- Problem statement: What follows is a set of entries; retype all of them exactly.

Start of Data shown

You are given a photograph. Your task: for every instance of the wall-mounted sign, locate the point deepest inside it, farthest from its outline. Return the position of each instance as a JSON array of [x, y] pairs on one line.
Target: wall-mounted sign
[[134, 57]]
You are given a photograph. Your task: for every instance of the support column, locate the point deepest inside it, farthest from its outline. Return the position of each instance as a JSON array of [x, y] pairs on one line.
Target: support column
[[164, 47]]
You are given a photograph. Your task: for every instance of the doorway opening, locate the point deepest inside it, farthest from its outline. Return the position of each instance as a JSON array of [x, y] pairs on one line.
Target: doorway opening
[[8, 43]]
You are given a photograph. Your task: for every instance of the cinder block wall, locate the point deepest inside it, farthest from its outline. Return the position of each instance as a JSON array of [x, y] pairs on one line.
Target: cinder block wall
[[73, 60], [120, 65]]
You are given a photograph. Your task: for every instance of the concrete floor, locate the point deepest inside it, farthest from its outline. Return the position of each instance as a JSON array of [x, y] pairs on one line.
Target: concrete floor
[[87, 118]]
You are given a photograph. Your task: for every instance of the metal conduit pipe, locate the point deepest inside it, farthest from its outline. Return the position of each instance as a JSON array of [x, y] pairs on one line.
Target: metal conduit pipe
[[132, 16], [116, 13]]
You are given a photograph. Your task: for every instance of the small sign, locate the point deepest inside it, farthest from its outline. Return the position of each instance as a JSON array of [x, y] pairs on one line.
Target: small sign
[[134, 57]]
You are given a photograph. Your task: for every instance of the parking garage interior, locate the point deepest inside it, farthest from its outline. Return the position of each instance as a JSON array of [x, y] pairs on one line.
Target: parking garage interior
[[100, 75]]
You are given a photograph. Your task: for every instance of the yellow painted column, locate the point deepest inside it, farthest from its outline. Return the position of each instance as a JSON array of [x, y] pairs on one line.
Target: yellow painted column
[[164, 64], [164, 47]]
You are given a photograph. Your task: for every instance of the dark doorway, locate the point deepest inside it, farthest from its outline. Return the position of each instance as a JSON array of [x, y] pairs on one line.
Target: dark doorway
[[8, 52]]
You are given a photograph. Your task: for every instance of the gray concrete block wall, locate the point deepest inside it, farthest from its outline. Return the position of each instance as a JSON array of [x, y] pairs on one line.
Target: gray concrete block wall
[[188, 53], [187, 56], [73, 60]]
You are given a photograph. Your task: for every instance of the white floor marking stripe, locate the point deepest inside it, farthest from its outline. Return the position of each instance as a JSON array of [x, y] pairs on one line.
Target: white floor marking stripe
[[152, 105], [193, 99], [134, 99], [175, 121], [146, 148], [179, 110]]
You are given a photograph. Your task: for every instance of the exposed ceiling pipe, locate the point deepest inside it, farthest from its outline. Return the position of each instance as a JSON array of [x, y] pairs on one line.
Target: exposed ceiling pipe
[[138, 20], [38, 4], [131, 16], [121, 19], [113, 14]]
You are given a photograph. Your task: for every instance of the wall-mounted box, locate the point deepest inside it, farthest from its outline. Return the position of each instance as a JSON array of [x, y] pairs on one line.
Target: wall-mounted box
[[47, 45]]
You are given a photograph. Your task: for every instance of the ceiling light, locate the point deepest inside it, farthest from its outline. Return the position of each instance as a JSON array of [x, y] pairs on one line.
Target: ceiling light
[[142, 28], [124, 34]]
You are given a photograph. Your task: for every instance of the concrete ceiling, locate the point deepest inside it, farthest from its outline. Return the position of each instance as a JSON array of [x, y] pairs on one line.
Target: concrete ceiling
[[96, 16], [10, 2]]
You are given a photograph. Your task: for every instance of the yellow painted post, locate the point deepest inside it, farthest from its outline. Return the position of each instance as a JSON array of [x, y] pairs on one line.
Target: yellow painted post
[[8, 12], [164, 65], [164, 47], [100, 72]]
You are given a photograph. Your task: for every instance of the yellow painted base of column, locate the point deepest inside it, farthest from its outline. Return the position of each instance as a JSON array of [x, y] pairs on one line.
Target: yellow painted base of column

End of Data shown

- Solution to the problem:
You are given a photograph. Your task: for every instance of the wall-mounted sign, locate the point deepest inside it, farthest from its outline. Return the position of each instance as a JSON array of [x, y] pairs on one line.
Target: wall-mounted sign
[[134, 57]]
You are given a photograph. Your task: for every instance of the support column, locate the point deepest inside it, farthest from its outline. Return the position of each instance as a JSON array of [x, y] pairs on one line.
Target: support column
[[164, 47]]
You are given a photograph. Your task: for every instance of the doorway opening, locate the point deepest inside it, farthest from its outline. Return the position of each instance as a JSON array of [x, y] pairs on one line.
Target: doorway opening
[[8, 43]]
You are given a photograph. Your task: for every instance of the cinder block wall, locate the point deepest inside it, farthest from its outline. Return the position of each instance as a JSON array of [x, y] pairs on one line.
Target: cinder block wall
[[73, 60], [120, 65]]
You are given a photograph. Your task: for every instance of the concrete floor, locate the point deepest inside it, farthest from its outline. Return the position of each instance as a JSON array of [x, y] pairs on one line.
Target: concrete floor
[[87, 118]]
You are given a photograph. Your task: for every instance of the metal conduit pipe, locate the point deepest inside it, farthest from its outline. Return the position of each instance as a JSON array of [x, y] pairs on one line.
Target: metal conduit pipe
[[132, 16], [116, 13]]
You are given a photograph. Your task: for every instance of the small sign, locate the point deepest inside it, farthest from its outline. Return the position of each instance as a JSON array of [x, y] pairs on one line.
Target: small sign
[[134, 57]]
You are given a photograph. Your task: for every instance of the parking garage interior, locate the point deepest inside it, farthest from its outline. Return the position of each instance as a JSON array of [x, y] pairs on one line.
Target: parking garage interior
[[100, 75]]
You are given a photograph. Your task: for every instance of the yellow painted column, locate the point deepest inside it, farthest from its outline. Return the position of each instance as a JSON array of [x, y] pairs on one line.
Target: yellow painted column
[[164, 64], [164, 47]]
You are given a photograph. Your task: for every instance of the dark doorway, locate the point deepest inside it, farthest from its outline. Return the position of each instance as a JSON array of [x, y] pairs on one line.
Target: dark doorway
[[8, 52]]
You are given a photograph. Your task: for every instance of the gray concrete block wall, locate the point deepest inside it, farthest from its outline. Return the position of each instance as a JSON array of [x, y] pairs on one line.
Target: gray concrete block wall
[[188, 53], [187, 56], [73, 60]]
You are given a photograph. Your task: for every instance of the white floor marking stripe, locate the point deepest inside it, farthest from its outline. Return the position of each instance as a JSON array of [x, y] pairs on one line.
Target: white floor marking stripe
[[152, 105], [193, 99], [134, 99], [175, 121], [146, 148], [179, 110]]
You are given a photograph. Your task: for every instance of the exposed ceiling pipe, locate the point deepest inside it, farthest from its outline. Return the position of each instance as a JSON array of [x, y] pairs on one line.
Target: exposed ceiling pipe
[[138, 20], [38, 4], [131, 16], [121, 19], [113, 14]]
You are given a photograph. Your task: for every instance of the wall-mounted box, locate the point deepest inside it, farthest from its outline. Return the position of each instance as a JSON array of [x, y] pairs on one line.
Target: wall-mounted box
[[47, 45]]
You are given a photograph. Your task: for every instance of the ceiling light, locate the point deepest inside it, farthest from its outline. Return the position of each instance as a JSON array of [x, y] pairs on one line.
Target: ceiling light
[[142, 28], [124, 34]]
You are given a photograph. Your task: for every instance of the concrete ceiling, locate the point deepest inside it, farthest from its outline. Return the position of each instance as a JSON array of [x, y] pairs on one line.
Target: concrete ceiling
[[96, 16], [10, 2]]
You are given a photograph. Your task: for every instance of the yellow painted post, locate the point deepest inside it, farthest from its outline. Return the position of each instance as a JSON array of [x, y] pairs on one line.
Target: yellow painted post
[[8, 12], [164, 65], [164, 47], [100, 72]]
You are given a photograph. Your task: for every instance of the yellow painted base of column, locate the point deepest inside it, farthest from its outline. Return the position of each instance as a JSON array of [x, y] pairs on one line.
Target: yellow painted base of column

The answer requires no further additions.